[Stored entries]

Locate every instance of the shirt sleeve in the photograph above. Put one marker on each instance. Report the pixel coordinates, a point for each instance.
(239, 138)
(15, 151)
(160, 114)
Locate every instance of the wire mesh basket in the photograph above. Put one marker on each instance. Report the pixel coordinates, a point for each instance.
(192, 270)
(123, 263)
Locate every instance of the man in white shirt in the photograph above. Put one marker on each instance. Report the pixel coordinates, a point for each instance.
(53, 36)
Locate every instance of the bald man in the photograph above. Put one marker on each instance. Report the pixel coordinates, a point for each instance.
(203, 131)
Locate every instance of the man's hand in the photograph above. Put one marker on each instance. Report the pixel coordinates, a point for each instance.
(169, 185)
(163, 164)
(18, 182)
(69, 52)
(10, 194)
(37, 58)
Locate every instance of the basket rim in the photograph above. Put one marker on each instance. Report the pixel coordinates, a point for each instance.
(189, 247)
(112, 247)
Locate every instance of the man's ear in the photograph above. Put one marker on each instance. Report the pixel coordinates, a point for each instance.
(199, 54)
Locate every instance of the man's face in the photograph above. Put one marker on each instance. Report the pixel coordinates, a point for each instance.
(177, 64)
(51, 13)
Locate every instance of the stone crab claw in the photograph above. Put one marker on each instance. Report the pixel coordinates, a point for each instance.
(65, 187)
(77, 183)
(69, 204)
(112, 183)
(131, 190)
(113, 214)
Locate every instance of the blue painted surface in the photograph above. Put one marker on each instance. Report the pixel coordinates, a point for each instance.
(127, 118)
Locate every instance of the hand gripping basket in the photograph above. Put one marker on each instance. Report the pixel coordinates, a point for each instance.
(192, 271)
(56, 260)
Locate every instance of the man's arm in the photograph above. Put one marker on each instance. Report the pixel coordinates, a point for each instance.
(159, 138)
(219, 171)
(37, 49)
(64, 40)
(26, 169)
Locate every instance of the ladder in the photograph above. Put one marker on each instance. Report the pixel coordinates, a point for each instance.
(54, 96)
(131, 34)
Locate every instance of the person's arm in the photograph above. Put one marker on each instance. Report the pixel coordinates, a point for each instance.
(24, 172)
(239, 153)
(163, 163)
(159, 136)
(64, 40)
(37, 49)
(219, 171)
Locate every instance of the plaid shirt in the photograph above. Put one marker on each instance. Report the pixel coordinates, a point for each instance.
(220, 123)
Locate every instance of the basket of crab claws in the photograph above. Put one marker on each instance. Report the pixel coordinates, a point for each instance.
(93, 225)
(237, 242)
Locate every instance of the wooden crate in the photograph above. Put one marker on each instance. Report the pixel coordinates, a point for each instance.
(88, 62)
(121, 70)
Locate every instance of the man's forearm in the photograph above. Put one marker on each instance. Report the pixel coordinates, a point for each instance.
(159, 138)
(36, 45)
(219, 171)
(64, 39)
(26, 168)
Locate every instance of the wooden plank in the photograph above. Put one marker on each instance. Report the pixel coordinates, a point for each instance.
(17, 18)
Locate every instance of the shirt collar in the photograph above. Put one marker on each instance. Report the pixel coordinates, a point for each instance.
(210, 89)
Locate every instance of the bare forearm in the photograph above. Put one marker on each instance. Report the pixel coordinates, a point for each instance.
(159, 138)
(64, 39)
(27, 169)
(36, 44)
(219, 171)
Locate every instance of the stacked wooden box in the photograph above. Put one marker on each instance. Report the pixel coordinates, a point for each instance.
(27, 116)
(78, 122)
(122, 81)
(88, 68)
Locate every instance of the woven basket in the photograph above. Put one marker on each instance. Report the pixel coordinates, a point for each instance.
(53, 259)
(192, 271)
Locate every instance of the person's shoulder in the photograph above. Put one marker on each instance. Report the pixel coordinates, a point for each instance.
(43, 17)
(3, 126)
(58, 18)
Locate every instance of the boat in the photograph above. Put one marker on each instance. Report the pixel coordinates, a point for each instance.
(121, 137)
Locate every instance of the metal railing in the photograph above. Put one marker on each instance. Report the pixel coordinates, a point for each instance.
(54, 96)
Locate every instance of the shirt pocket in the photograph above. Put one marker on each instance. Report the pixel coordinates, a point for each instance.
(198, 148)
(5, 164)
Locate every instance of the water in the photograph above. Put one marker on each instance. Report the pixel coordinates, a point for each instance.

▶ **Work to do**: Write out the full listing exactly as given.

▶ **Solution to the exercise**:
Locate every instance of the shirt sleeve in the photograph above. Put one marker on each instance. Report the pixel coordinates, a point for each instance.
(239, 138)
(15, 151)
(160, 114)
Locate every instance of the wire mesh basket in the photograph above. Put one marker on each instance. Report the pixel coordinates, a point for each instance.
(192, 270)
(123, 263)
Locate every instance of the man in white shirt in the photograph above. Put one marker on each instance. Report the pixel coordinates, a point for each instance.
(53, 36)
Locate every instance of the bald man in the photograph above. Put one marker on each instance. Report the pixel coordinates, a point for each instance.
(203, 131)
Locate every instance of the man's hand in the photograph above. Put one marker on each instance. Report the pixel coordinates, a point for each instance.
(169, 185)
(163, 164)
(18, 182)
(69, 52)
(10, 194)
(37, 58)
Locate every instance of the basket rim in the photograph above. Put one marker on each instance. Report the pixel coordinates, a point for each instance.
(189, 247)
(112, 247)
Locate every instance of the man's ear in the photograph above. Put one marker on each instance. Report the pixel coordinates, a point for each instance.
(199, 54)
Locate every instance of the man's face in the photograph above. Put one marker on each instance. Report the pixel coordinates, a point for each instance.
(177, 64)
(51, 13)
Locate every instance of the stone crab claw in the photograph above. Put one marker on each instance. Report the pixel coordinates, a point for each instance.
(65, 187)
(77, 183)
(69, 204)
(112, 183)
(131, 190)
(113, 214)
Locate every instance of the blue painted surface in the photograph above. Put one marker on each instance. Report the pixel coordinates, a point for each instance.
(127, 118)
Locate every instance of the hand gripping basket in the photograph above. Put one marker on each instance. Report the pixel coordinates, a point for each instance.
(192, 271)
(56, 260)
Locate every instance of the man's arm in the photograph above. Put one marker on each instance. Report the pixel coordinates, a point for each instance.
(159, 138)
(219, 171)
(37, 49)
(64, 40)
(26, 169)
Locate every instance of the ladder in the photograph above. Put one marker on each instance. Report the pixel coordinates, a point for each instance.
(54, 96)
(131, 34)
Locate every instance of the person's arm in the photograph above. Put one marker on each instance. Report the pixel coordinates, a point for each instance.
(24, 172)
(239, 153)
(163, 163)
(159, 136)
(64, 40)
(37, 49)
(219, 171)
Locate every instance of the plaid shirt in the photograph above. Put one marker on each instance. Report the pixel coordinates, a point for each instance.
(220, 123)
Locate every instance of the basket of crab claws in the photograph above. Put one marker on each instance. Report the pixel coordinates, a point for each instance.
(93, 225)
(237, 242)
Locate every instance of the wooden crate in the photograph above. Put one marker on each instance. Report the pixel coordinates, a point for each instance.
(88, 62)
(121, 70)
Locate every instance of the man's forearm in the photograph above. Put one marker on each instance. Report the pixel coordinates, a point for each instance.
(159, 138)
(36, 45)
(219, 171)
(64, 39)
(26, 168)
Locate every instance of the wooden plank in the photograph above. Put one marker on each instance. Report the pixel coordinates, a point for each instance.
(17, 18)
Locate every instance of the shirt collar in the photograph above. Put one marker on each instance. Report the pixel coordinates, a point for each instance.
(210, 89)
Locate every instance of the bare forearm in the photograph above. Put one marker on each instance. Report the pixel coordinates, a point for each instance.
(159, 138)
(64, 39)
(27, 169)
(36, 44)
(219, 171)
Locate every instance of the stacked wooden box in the photograph above. Put one marker on each instance. Report the pixel coordinates, a point for each instance.
(27, 116)
(78, 122)
(122, 81)
(88, 68)
Locate every instance of the woven basket in the photograph above. Put one marker on each instance. Report the pixel coordinates, a point for each instance.
(53, 259)
(192, 271)
Locate every instance of the person's shoulder in the photograph above. Put one marker on each instance. Report the pixel coordinates, a point for each instance.
(43, 17)
(3, 126)
(58, 18)
Locate every instance of the boat in the photograph above. Put one marker on each instance. Report the pixel coordinates, a point for each instance.
(121, 137)
Locate every instance of the metal railing in the photograph above. Put one marker on each instance. Report the pixel coordinates, a point for each instance.
(54, 96)
Locate every instance of the shirt pocket in the photograph above. Put one marker on each instance. Report the pixel coordinates, a point for each instance.
(198, 148)
(5, 164)
Locate every instance of the water in the photograph above. Put one marker on each instance. Report the pixel coordinates, a point for each instance.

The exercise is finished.